*ABOUT THIS EXERCISE*. The full set of entries is to be printed exactly, with pictures excluded.

*DATASET*.
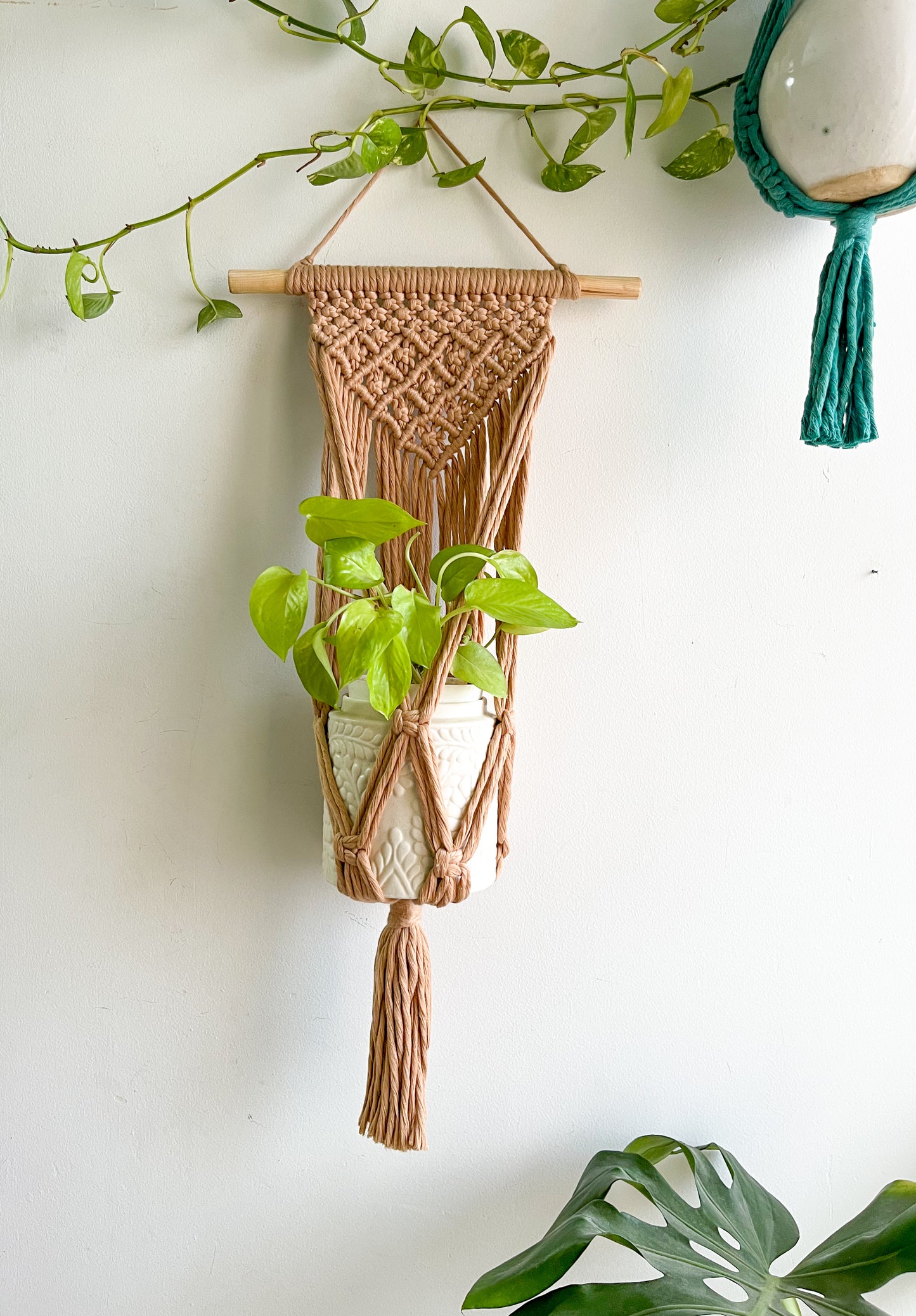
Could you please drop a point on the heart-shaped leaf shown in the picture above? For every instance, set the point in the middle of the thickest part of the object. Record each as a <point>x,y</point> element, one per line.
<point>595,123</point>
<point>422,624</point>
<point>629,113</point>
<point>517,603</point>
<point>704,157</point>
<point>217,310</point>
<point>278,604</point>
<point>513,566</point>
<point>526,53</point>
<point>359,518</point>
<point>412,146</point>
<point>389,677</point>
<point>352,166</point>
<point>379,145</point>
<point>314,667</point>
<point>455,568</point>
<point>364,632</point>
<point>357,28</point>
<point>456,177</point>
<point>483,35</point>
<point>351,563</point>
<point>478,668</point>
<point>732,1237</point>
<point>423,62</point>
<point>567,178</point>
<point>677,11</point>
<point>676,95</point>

*COMPLETED TASK*.
Could you please drop a point on the heart-shaped leaf shown in the picture above? For every instance, set the point in the middle of the thickest part of the object. Record each as a <point>x,y</point> element, one per line.
<point>595,123</point>
<point>422,624</point>
<point>629,113</point>
<point>517,603</point>
<point>704,157</point>
<point>217,310</point>
<point>278,604</point>
<point>513,566</point>
<point>526,53</point>
<point>359,518</point>
<point>412,146</point>
<point>389,677</point>
<point>352,166</point>
<point>379,145</point>
<point>314,667</point>
<point>455,568</point>
<point>364,632</point>
<point>357,28</point>
<point>456,177</point>
<point>483,35</point>
<point>351,563</point>
<point>478,668</point>
<point>732,1237</point>
<point>423,62</point>
<point>567,178</point>
<point>677,11</point>
<point>676,95</point>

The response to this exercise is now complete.